_Excerpt to read_:
No, the Legislature has not suddenly entered the family-mediation business. This post-marital spat was a part of testimony given recently on the state's child-support law, a law that has produced some of the most bitter debate in Olympia this year.
Larry Cenotto is legislative director for Parents Opposed to Punitive Support (POPS), a group of divorced parents leading an effort to change the child-support law.
They say the current child-support payment schedule has many of them on the brink of financial ruin and insist the law is merely ``back-door alimony.''
POPS supporters point to the substantial increase in the average monthly payment to divorced spouses with children since the Legislature set up the current system two years ago. They argue that even though the state says the reported average increase went from $198 in 1987 to $362 last year, that increase doesn't reflect what non-custodial spouses are really paying.
On the other side are those who say the current child-support schedule is fair.

_Given data_:
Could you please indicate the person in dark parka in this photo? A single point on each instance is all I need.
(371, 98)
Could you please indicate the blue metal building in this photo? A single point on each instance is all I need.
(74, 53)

_Exercises_:
A) List every number written in digits in the child-support excerpt.
B) Retype the child-support excerpt from "No, the Legislature" up to and including "Olympia this year.".

_Exercise answers_:
A) $198, 1987, $362

B)
No, the Legislature has not suddenly entered the family-mediation business. This post-marital spat was a part of testimony given recently on the state's child-support law, a law that has produced some of the most bitter debate in Olympia this year.